### Provided information
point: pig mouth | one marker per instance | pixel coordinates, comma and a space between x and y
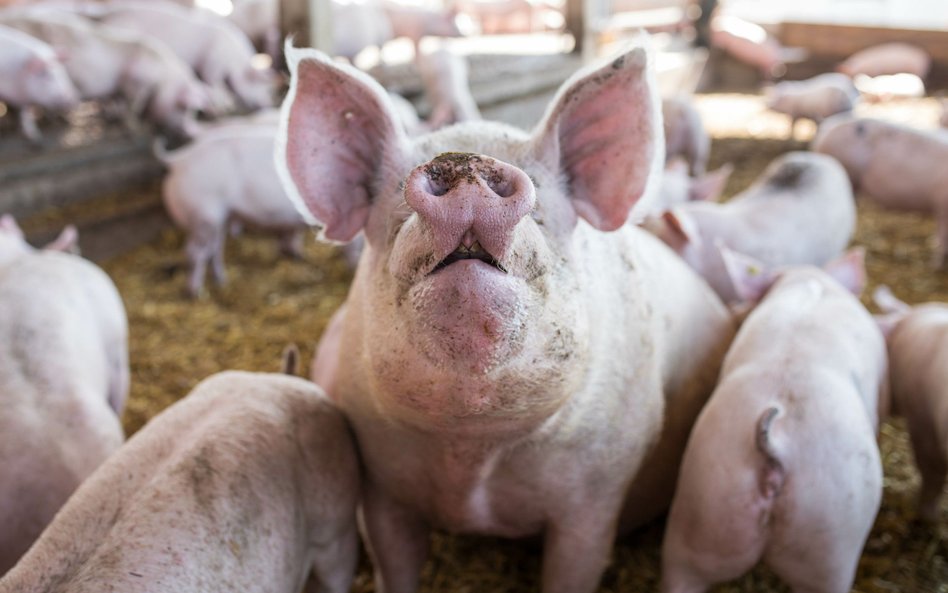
462, 252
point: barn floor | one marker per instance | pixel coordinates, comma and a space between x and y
269, 301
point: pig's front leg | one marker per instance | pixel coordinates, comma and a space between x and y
577, 547
397, 541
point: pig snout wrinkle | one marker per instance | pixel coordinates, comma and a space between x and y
471, 204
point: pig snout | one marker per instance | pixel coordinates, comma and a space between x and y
471, 204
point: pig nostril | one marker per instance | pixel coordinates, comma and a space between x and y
502, 187
435, 188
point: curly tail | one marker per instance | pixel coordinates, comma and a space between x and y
772, 477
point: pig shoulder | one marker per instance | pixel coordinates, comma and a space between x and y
211, 491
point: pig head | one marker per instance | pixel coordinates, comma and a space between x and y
495, 338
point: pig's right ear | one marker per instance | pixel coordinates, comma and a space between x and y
751, 278
604, 133
337, 130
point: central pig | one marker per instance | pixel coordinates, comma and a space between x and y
514, 357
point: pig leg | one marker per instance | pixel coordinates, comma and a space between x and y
217, 258
201, 246
291, 244
575, 555
931, 461
397, 542
28, 125
335, 564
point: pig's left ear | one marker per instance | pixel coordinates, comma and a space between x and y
751, 278
337, 129
849, 270
604, 132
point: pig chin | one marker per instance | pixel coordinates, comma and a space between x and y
468, 316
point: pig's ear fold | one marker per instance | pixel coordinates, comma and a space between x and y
849, 270
603, 131
710, 186
337, 131
8, 225
67, 241
751, 278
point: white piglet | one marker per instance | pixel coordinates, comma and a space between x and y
31, 75
515, 358
893, 165
247, 484
782, 465
918, 359
799, 211
227, 175
63, 381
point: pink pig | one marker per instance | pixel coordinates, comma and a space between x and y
32, 75
918, 359
888, 58
63, 380
782, 465
105, 62
685, 135
204, 192
215, 48
245, 485
894, 165
515, 359
799, 211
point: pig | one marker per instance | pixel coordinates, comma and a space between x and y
105, 62
816, 98
31, 75
445, 78
918, 365
678, 187
215, 48
752, 44
887, 58
416, 22
893, 165
365, 24
246, 484
63, 380
516, 359
204, 192
782, 465
685, 135
799, 211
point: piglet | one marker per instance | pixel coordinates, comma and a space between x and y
678, 187
816, 98
752, 44
445, 78
895, 166
204, 193
799, 211
246, 484
685, 135
516, 359
888, 58
918, 358
31, 75
63, 381
782, 465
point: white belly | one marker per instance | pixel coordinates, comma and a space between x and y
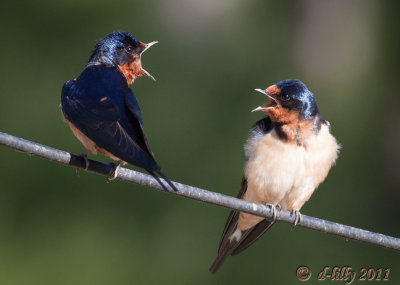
283, 173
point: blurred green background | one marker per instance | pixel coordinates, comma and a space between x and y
58, 228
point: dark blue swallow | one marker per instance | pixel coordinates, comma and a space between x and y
288, 154
101, 109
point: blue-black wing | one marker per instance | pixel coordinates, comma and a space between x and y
228, 246
102, 106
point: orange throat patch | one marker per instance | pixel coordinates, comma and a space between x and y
295, 130
132, 70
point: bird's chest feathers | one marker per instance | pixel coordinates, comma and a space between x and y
276, 165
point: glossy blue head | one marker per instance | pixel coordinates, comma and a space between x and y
290, 96
296, 96
118, 47
122, 50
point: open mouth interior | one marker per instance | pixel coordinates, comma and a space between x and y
272, 103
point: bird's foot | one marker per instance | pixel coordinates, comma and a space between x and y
115, 172
273, 209
297, 218
85, 158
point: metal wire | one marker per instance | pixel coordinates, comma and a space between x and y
199, 194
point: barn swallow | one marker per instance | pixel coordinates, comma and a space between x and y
101, 109
288, 154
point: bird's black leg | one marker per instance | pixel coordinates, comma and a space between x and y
115, 165
273, 209
158, 180
297, 218
83, 154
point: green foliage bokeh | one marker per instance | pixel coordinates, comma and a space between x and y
58, 228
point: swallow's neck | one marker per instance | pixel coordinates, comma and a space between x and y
132, 70
298, 131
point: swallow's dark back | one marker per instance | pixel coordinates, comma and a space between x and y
102, 106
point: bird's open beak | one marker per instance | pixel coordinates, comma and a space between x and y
269, 104
146, 47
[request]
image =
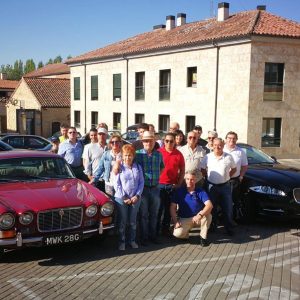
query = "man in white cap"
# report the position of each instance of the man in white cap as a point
(151, 162)
(93, 152)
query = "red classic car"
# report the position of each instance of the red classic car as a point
(42, 203)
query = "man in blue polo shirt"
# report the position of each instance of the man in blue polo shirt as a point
(194, 210)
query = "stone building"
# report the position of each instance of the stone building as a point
(41, 102)
(236, 72)
(6, 89)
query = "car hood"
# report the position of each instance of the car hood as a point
(44, 195)
(274, 175)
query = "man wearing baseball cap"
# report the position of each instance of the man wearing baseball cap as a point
(151, 162)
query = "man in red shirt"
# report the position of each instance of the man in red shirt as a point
(171, 178)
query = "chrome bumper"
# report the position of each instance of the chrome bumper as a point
(19, 241)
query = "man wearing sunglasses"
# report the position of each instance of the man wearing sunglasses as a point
(193, 154)
(71, 150)
(171, 178)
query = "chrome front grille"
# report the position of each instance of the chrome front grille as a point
(296, 193)
(59, 219)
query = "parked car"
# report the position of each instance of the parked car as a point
(26, 141)
(43, 204)
(268, 187)
(5, 147)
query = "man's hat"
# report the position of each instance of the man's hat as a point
(147, 135)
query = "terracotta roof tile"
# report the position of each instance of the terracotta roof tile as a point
(51, 69)
(238, 25)
(50, 92)
(269, 24)
(8, 84)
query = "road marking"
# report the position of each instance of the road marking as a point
(286, 262)
(277, 254)
(25, 290)
(153, 267)
(271, 292)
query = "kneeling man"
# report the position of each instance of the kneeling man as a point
(194, 210)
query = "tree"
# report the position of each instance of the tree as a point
(29, 66)
(57, 59)
(40, 64)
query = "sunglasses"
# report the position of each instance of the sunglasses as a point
(169, 141)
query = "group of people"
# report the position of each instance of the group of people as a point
(166, 186)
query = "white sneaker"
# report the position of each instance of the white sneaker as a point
(122, 247)
(134, 245)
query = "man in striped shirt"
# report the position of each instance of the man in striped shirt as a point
(151, 162)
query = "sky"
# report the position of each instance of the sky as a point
(43, 29)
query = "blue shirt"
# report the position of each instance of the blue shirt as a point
(189, 203)
(71, 152)
(129, 182)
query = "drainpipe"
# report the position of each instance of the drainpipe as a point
(127, 104)
(217, 86)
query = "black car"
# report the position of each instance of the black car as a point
(269, 188)
(24, 141)
(5, 147)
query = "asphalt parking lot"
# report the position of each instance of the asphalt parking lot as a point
(261, 261)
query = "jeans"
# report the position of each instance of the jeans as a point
(166, 193)
(221, 194)
(127, 214)
(150, 202)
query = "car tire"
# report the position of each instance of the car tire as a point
(247, 210)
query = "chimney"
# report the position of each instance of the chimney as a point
(261, 7)
(181, 19)
(223, 11)
(170, 22)
(161, 26)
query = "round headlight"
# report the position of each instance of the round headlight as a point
(91, 210)
(107, 209)
(26, 218)
(7, 221)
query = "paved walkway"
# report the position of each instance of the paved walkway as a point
(261, 261)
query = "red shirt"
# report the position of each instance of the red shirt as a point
(174, 162)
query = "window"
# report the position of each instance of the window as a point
(273, 87)
(117, 87)
(77, 118)
(140, 86)
(192, 77)
(163, 122)
(139, 118)
(164, 84)
(76, 88)
(117, 121)
(190, 122)
(271, 132)
(94, 87)
(94, 119)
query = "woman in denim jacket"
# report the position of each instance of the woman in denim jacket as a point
(106, 163)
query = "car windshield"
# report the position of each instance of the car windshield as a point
(256, 156)
(33, 168)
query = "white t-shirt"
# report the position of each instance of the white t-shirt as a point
(218, 168)
(193, 159)
(239, 157)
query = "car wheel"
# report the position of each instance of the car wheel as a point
(247, 211)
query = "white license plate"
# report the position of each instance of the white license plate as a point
(62, 239)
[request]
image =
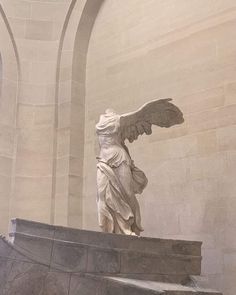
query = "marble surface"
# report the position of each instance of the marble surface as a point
(37, 265)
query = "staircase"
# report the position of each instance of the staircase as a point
(41, 259)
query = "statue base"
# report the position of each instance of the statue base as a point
(44, 259)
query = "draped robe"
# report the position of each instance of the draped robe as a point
(118, 180)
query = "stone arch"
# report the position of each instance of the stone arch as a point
(9, 80)
(67, 202)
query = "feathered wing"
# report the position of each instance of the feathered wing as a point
(159, 112)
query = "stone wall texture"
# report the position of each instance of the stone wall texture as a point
(65, 61)
(142, 50)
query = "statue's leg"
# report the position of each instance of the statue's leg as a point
(124, 174)
(105, 217)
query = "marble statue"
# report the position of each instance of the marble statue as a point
(118, 179)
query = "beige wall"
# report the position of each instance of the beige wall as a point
(185, 49)
(139, 50)
(43, 46)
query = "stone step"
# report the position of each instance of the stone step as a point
(105, 240)
(40, 260)
(76, 257)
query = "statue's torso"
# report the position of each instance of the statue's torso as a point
(112, 150)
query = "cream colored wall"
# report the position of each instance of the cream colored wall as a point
(8, 99)
(36, 27)
(185, 49)
(44, 47)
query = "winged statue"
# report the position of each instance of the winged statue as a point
(118, 179)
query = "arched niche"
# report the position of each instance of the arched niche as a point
(67, 203)
(9, 74)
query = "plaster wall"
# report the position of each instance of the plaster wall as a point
(185, 49)
(43, 46)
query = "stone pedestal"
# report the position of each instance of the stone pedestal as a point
(45, 259)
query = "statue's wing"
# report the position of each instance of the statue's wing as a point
(159, 112)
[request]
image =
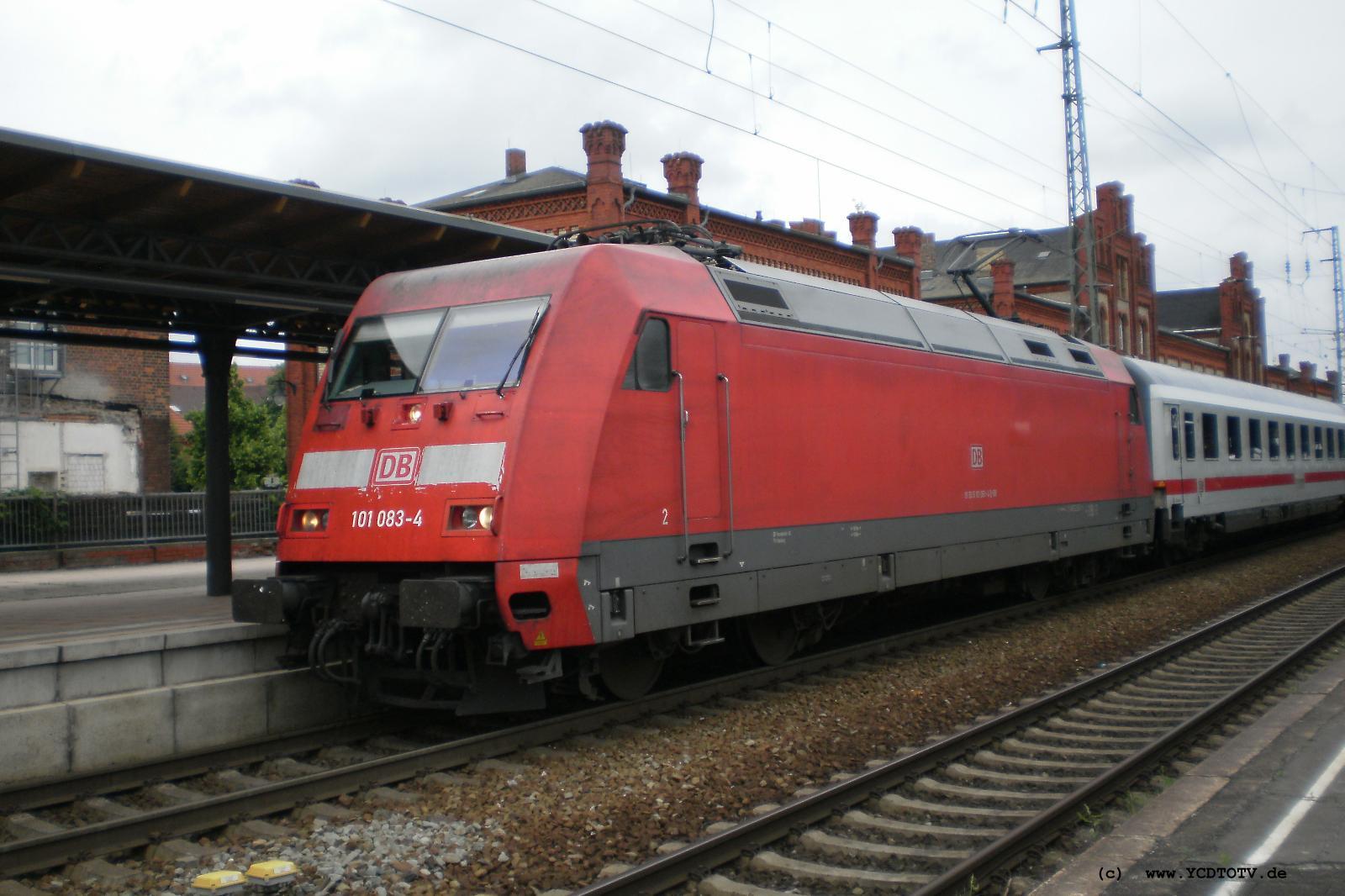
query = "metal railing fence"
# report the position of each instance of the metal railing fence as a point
(31, 521)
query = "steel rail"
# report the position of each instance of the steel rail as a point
(1032, 833)
(49, 851)
(757, 833)
(45, 851)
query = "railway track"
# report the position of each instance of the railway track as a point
(952, 815)
(54, 822)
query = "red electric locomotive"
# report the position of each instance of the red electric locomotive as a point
(569, 466)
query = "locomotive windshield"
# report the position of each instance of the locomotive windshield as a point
(477, 347)
(483, 346)
(385, 356)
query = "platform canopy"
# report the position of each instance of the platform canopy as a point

### Your task
Find the word "platform" in the entries above and gather every line that holds it.

### Answer to the exercise
query = "platform canopy"
# report the position of each instance of the platform canopy as a point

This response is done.